▶ [Do this]
Select every line of the records that contains the string "concrete", and copy each one. Case counts.

▶ [Data]
+-------+

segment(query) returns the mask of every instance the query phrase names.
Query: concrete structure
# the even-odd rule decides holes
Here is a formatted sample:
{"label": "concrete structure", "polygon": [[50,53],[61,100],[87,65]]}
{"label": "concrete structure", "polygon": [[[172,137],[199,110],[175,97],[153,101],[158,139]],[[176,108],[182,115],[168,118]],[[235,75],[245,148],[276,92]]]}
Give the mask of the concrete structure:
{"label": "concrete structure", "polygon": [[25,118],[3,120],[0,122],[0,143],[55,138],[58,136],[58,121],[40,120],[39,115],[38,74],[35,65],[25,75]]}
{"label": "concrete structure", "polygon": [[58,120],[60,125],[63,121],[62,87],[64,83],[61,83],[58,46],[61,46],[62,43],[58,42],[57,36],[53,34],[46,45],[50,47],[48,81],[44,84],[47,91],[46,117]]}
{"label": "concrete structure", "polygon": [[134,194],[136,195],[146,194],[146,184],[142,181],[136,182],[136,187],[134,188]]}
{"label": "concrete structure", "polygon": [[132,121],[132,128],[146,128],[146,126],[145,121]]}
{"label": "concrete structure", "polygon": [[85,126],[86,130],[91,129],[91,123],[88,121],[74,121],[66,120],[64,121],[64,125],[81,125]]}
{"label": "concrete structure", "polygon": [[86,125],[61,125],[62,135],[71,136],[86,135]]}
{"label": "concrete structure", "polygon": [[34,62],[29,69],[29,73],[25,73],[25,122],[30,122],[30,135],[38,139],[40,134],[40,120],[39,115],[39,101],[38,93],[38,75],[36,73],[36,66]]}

+-------+

▶ [Final result]
Query: concrete structure
{"label": "concrete structure", "polygon": [[50,53],[61,100],[87,65]]}
{"label": "concrete structure", "polygon": [[[172,137],[199,110],[175,97],[153,101],[158,139]],[[176,108],[182,115],[168,118]],[[235,75],[245,148],[276,92]]]}
Give the mask of the concrete structure:
{"label": "concrete structure", "polygon": [[25,118],[3,120],[0,122],[0,143],[55,138],[58,136],[58,121],[40,120],[39,115],[38,74],[35,65],[25,75]]}
{"label": "concrete structure", "polygon": [[58,120],[60,125],[63,121],[62,87],[64,83],[61,83],[58,46],[61,46],[62,43],[58,42],[57,36],[53,34],[46,45],[50,47],[48,81],[44,84],[47,91],[46,117]]}
{"label": "concrete structure", "polygon": [[134,194],[136,195],[146,194],[146,184],[142,181],[136,182],[136,187],[134,188]]}
{"label": "concrete structure", "polygon": [[132,121],[132,128],[146,128],[146,126],[145,121]]}
{"label": "concrete structure", "polygon": [[85,126],[86,130],[91,129],[91,123],[88,121],[74,121],[66,120],[64,121],[64,125],[81,125]]}
{"label": "concrete structure", "polygon": [[86,125],[61,125],[62,135],[71,136],[86,135]]}
{"label": "concrete structure", "polygon": [[34,62],[29,69],[29,73],[25,73],[25,122],[30,122],[30,135],[38,139],[40,134],[40,120],[39,115],[39,101],[38,93],[38,75],[36,73],[36,66]]}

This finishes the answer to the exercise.